BEGIN Dataset records

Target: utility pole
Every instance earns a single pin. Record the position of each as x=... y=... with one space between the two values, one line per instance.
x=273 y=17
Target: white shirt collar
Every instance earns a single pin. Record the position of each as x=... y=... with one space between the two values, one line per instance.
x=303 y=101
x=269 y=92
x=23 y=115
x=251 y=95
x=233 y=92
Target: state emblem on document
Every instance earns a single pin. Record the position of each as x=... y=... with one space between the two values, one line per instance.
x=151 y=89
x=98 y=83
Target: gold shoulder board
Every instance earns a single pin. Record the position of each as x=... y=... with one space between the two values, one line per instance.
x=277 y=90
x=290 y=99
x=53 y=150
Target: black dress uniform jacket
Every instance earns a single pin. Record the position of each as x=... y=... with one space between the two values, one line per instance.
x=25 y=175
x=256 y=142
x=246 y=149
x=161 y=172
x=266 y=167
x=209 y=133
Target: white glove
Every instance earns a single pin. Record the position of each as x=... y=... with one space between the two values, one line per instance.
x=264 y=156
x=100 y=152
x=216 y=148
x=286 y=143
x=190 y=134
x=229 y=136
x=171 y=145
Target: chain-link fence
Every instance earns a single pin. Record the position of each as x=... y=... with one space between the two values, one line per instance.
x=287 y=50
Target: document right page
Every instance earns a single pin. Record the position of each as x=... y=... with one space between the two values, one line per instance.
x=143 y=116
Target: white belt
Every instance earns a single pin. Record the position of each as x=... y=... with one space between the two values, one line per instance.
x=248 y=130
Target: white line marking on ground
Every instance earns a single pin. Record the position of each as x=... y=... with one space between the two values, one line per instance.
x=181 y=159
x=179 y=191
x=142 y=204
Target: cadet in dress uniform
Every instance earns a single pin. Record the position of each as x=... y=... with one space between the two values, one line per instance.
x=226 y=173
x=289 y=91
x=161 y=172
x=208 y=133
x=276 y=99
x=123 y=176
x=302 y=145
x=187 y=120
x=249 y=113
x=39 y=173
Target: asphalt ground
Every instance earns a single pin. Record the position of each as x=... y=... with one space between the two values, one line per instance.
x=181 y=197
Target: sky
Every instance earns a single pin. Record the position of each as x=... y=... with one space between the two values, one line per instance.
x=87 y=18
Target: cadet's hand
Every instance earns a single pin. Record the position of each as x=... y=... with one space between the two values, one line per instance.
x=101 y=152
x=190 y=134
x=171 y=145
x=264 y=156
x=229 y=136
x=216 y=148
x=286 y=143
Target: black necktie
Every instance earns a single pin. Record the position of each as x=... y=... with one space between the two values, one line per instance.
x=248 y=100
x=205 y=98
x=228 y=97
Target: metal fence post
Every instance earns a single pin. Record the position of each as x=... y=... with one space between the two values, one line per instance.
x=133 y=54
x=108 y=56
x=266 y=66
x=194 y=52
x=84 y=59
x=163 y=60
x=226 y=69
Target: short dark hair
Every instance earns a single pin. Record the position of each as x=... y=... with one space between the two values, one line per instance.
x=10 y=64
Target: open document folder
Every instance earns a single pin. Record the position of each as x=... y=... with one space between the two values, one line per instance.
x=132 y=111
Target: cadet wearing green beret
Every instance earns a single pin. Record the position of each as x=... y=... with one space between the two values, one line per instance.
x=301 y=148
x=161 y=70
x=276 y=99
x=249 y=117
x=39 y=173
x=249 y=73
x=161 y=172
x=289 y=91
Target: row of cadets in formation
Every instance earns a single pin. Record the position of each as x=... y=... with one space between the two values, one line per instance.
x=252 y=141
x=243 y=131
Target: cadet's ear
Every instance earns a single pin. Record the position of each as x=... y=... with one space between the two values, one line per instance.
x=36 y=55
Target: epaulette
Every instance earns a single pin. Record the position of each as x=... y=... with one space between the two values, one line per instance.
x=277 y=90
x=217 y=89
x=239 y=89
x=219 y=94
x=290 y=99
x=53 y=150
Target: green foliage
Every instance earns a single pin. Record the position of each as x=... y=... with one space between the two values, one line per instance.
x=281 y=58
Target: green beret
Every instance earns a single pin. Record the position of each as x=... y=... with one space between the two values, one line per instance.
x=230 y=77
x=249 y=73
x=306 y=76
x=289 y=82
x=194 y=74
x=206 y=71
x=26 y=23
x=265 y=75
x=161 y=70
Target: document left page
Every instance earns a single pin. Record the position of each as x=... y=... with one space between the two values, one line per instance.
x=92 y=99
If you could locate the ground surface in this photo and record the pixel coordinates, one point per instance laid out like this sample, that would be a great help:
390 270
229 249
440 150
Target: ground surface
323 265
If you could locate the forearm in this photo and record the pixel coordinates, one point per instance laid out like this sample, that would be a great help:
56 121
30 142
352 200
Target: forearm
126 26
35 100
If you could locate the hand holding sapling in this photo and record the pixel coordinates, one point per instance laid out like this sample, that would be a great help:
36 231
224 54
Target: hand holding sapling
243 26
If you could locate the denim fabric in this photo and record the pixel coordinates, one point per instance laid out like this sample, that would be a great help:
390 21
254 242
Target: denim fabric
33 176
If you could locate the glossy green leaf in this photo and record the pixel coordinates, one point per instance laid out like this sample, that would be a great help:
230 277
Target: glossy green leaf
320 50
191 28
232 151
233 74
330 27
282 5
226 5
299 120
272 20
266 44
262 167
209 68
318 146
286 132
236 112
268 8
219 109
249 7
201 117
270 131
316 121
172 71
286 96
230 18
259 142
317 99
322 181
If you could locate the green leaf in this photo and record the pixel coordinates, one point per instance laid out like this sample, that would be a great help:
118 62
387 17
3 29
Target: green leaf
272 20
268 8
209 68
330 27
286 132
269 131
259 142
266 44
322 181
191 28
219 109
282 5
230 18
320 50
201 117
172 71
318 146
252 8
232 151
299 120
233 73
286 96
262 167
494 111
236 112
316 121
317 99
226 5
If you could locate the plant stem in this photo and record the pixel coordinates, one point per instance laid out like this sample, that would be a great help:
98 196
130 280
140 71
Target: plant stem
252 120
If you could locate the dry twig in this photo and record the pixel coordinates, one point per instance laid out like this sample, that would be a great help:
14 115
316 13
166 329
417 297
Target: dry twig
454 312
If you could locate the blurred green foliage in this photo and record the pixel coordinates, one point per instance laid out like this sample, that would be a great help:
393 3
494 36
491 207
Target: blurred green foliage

END Dataset records

Exercise description: The output must consist solely of the lines from the first line of the records through the line containing "Target: white shirt collar", reproduced exactly.

Task output:
Target: utility pole
Every instance earns a single pin. Record the position of each as x=... y=... with one space between the two values, one line per instance.
x=273 y=17
Target: white shirt collar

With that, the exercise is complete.